Task instructions
Give every line of the records below as a Markdown table with a Number column for the row number and an Entry column for the line. Skip blank lines and leave out the pictures.

Material for the task
· · · · · · ·

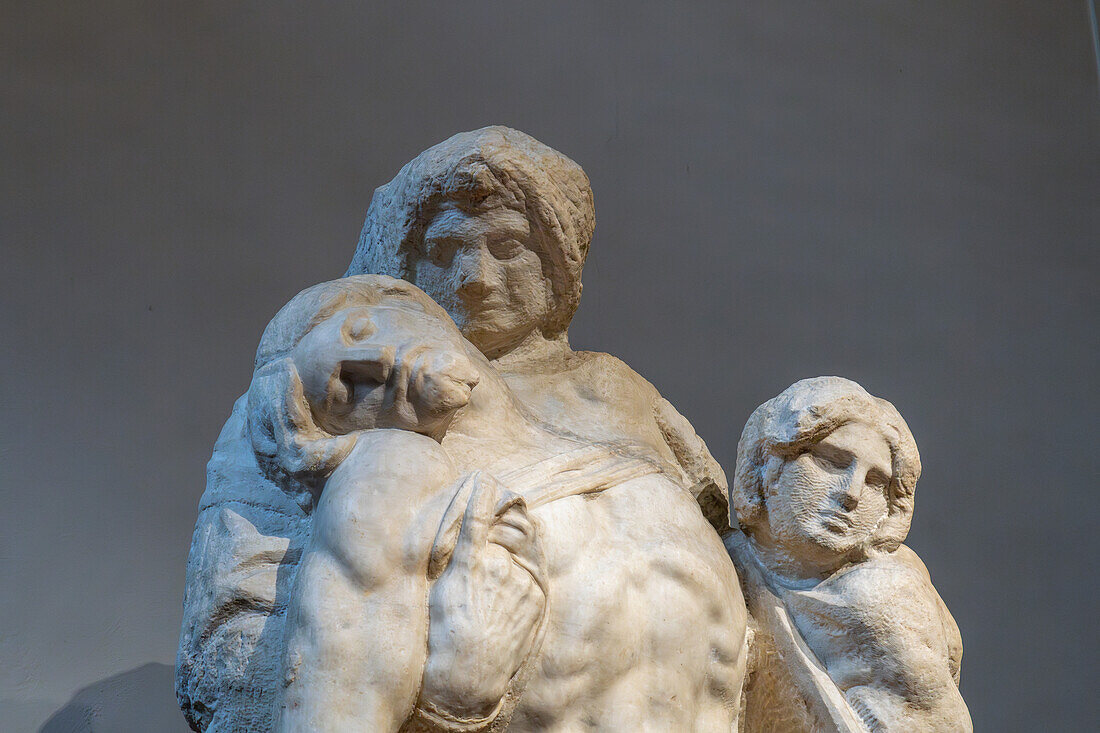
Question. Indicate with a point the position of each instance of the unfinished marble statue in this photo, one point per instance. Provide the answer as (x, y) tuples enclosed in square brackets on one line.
[(495, 227), (848, 632), (429, 513)]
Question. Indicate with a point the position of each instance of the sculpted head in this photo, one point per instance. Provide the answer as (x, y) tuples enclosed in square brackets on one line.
[(825, 473), (494, 226), (352, 354)]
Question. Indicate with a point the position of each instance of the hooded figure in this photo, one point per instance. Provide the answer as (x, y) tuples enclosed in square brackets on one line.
[(495, 226)]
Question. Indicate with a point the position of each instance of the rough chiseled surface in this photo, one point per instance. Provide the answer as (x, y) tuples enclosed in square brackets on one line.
[(429, 513)]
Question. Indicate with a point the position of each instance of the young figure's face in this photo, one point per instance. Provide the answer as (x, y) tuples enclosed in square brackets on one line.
[(485, 271), (829, 500), (384, 367)]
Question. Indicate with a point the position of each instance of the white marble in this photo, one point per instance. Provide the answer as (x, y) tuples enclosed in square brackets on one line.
[(429, 513)]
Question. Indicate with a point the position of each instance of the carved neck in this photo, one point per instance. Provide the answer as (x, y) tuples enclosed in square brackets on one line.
[(790, 568), (494, 422)]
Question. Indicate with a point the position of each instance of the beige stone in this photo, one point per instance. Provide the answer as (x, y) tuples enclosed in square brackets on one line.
[(848, 632)]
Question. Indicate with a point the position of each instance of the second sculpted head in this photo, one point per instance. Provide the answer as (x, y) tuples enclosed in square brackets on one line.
[(825, 476), (494, 226)]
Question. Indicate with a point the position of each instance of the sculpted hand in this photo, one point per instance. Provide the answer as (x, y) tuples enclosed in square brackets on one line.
[(486, 606)]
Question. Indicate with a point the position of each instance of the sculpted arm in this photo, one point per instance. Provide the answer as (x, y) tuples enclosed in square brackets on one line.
[(358, 619), (710, 485)]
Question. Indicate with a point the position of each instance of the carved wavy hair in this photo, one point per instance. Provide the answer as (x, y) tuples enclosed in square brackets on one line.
[(476, 170), (290, 448), (801, 416)]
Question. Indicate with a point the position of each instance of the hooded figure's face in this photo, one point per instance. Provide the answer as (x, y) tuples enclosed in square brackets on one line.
[(828, 501), (384, 367), (484, 269)]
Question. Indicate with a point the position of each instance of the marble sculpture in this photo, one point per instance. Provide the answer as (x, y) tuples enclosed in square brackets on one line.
[(429, 513)]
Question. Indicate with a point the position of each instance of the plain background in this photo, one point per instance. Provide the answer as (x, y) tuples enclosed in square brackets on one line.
[(903, 193)]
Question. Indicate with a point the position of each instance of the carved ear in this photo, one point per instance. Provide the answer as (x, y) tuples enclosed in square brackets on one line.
[(292, 450), (746, 490)]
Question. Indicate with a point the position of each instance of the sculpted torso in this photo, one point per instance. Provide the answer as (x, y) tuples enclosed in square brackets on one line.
[(644, 622), (429, 513)]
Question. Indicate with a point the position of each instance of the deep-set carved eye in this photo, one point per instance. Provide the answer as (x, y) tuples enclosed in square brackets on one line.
[(362, 375), (877, 481), (440, 251)]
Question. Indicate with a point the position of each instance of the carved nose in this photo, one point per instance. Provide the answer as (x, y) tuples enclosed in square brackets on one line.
[(473, 287)]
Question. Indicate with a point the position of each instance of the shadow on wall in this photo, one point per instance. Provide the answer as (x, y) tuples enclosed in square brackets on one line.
[(142, 699)]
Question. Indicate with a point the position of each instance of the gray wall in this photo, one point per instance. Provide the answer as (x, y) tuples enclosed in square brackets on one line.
[(903, 193)]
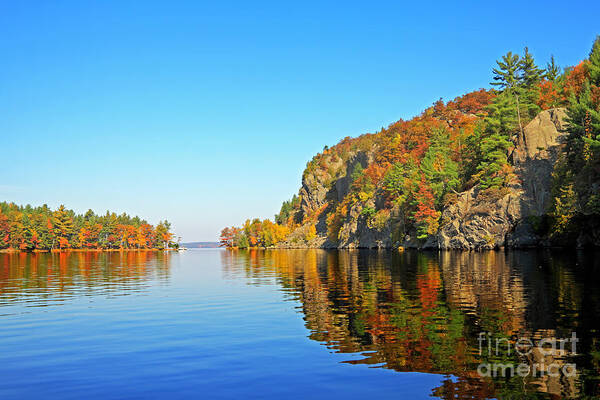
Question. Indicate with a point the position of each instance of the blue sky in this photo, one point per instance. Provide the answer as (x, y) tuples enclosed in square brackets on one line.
[(205, 113)]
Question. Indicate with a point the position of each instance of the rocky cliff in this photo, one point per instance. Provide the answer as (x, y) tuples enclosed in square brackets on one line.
[(475, 219), (484, 222)]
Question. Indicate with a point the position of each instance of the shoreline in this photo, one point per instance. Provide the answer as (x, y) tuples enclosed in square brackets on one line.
[(17, 251)]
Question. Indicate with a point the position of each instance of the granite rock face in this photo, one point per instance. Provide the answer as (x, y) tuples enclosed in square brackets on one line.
[(475, 220)]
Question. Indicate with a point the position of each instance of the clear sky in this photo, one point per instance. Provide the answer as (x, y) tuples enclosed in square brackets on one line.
[(205, 113)]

· · · · · · ·

Full solution
| Number | Entry |
|---|---|
| 1 | Question. Indicate with a point the position of each instance of the unfinished marble statue in this photo, one point per instance. Provide the answer as (x, y) tuples enclosed in square brackets on one line. |
| 2 | [(495, 227), (848, 632), (429, 513)] |
| 3 | Question. Indicate with a point the position of each instance of the sculpted head in this photo, one point per instance. Provide the answer as (x, y) tuples enclosed in square brackets on one line. |
| 4 | [(825, 473), (494, 226), (352, 354)] |
| 5 | Question. Indicate with a point the position of each instance of the hooded figure in this photo, one point per instance. Provide the answer as (x, y) tuples enclosed in square brackets on one line. |
| 6 | [(495, 226)] |
| 7 | Question. Indicate with a point the position of each instance of the rough chiseled surface in this photo, one point per instance. Provide the answer as (x, y) tuples enclosed in square brackets on one line. |
| 8 | [(429, 513)] |
| 9 | Question. Indicate with a point the position of each instance of the young figure's face in this photo, one point per instance. Provide the answer as (x, y) tuples enclosed in square brackets on one line. |
| 10 | [(485, 271), (829, 500), (384, 367)] |
| 11 | Question. Indicate with a point the position of each instance of the white marble in this photo, one point per instance. Provide the answer as (x, y) tuples enclosed in square brackets on one line. |
| 12 | [(429, 513)] |
| 13 | Question. Indicate with a point the position of each instance of the carved neck in this photo, one point per instance. Provide the answer as (x, y) tuples enclosed in square brackets on one line. |
| 14 | [(790, 568), (494, 422)] |
| 15 | Question. Indicate with a point the position of each instance of the beige stone in this photo, one point per instance. Provide the answer as (x, y) tuples enclosed in square brackets on one line. |
| 16 | [(848, 632)] |
| 17 | Question. Indicate with a point the position of each instance of the second sculpted head in this photo, one point per instance. Provide the answer as (x, y) tuples enclosed in square brackets on one line. |
| 18 | [(825, 476), (494, 226)] |
| 19 | Question. Indicate with a point the position of each instance of the sculpted hand in this photo, one point per instance. Provide the answer as (x, y) tuples enclosed in square brackets on one line. |
| 20 | [(486, 606)] |
| 21 | Question. Indicate with a point the position of each instance of the sculpted arm in this photo, one point per instance. Provide the answer as (x, y) tuples enclosed in square brackets on one line. |
| 22 | [(358, 619), (710, 485)] |
| 23 | Question. Indicate with a point the position of each instance of the carved wavy hair in this photo, one point per instance. Provide the answer as (x, y) tuples enclosed in square brackets on one line. |
| 24 | [(476, 170), (290, 448), (801, 416)] |
| 25 | Question. Indicate with a point the position of each instance of the hooded figure's face in this photo, one point per instance. Provide the answer as (x, y) tuples enclosed in square brackets on one line. |
| 26 | [(828, 501), (384, 367), (484, 269)] |
| 27 | Question. Indicate with a point the position of each instance of the marble sculpture in this photo, one point per instance. Provide the answer as (x, y) tuples enclosed in square brackets on one line. |
| 28 | [(429, 513)] |
| 29 | Question. Indicate with a point the position of each instance of the plain background in this photo, one point per instance. Provide the answer as (x, y) tuples enclosed in square brackets on one line. |
| 30 | [(903, 193)] |
| 31 | Question. Indicate with a point the position of each instance of the carved ear in this photo, one point per instance. Provide the answer as (x, y) tuples enclosed in square brackets on one line. |
| 32 | [(292, 450), (746, 490)] |
| 33 | Question. Indicate with a point the position of each instance of the sculpted torso in this photo, one point per instance. Provide the answer as (x, y) tuples enclosed in square brackets on one line. |
| 34 | [(644, 622), (429, 513)] |
| 35 | Question. Indicate with a point the position of each instance of the deep-set carved eye in this photo, one point per instance. Provide the answer as (x, y) tuples enclosed in square brackets on one line. |
| 36 | [(362, 375), (877, 481), (440, 251)] |
| 37 | Question. Indicate with a point the position of each instance of the carved nose in this photo, one point per instance. Provide the answer as (x, y) tuples enclosed in square brackets on one line. |
| 38 | [(473, 287)] |
| 39 | Question. Indicate with a point the position of each instance of the shadow on wall in this photo, one point per instance. Provide the answer as (x, y) tuples enclosed in square brackets on one line. |
| 40 | [(142, 699)] |
| 41 | Question. Indicate with a point the position of each instance of the gray wall in this photo, one point per instance. Provide the answer as (x, y) tuples enclosed in square brackets on one line. |
| 42 | [(903, 193)] |
| 43 | Question. Indicate with a point the position of each instance of the blue sky in this photo, one point per instance. Provide the answer as (x, y) tuples enclosed in square brackets on one line. |
| 44 | [(205, 113)] |
| 45 | Question. Indicate with a point the position of each instance of the rocky cliff in this photo, one point per instance. Provide the answer as (x, y) tuples enclosed in square brackets on one line. |
| 46 | [(475, 219), (484, 222)] |
| 47 | Question. Indicate with a point the position of each instance of the shoreline in this photo, one point per instance. Provide the answer as (x, y) tuples enclosed in square brackets on one line. |
| 48 | [(17, 251)] |
| 49 | Question. Indicate with a point the position of each instance of the granite rock face in this photo, one point per instance. Provide the answer as (x, y) tuples enclosed in square brackets on one line. |
| 50 | [(475, 220)] |
| 51 | Question. Indicate with a point the position of each instance of the clear sky in this photo, one point per instance. Provide the answer as (x, y) tuples enclosed in square brackets on one line. |
| 52 | [(205, 113)] |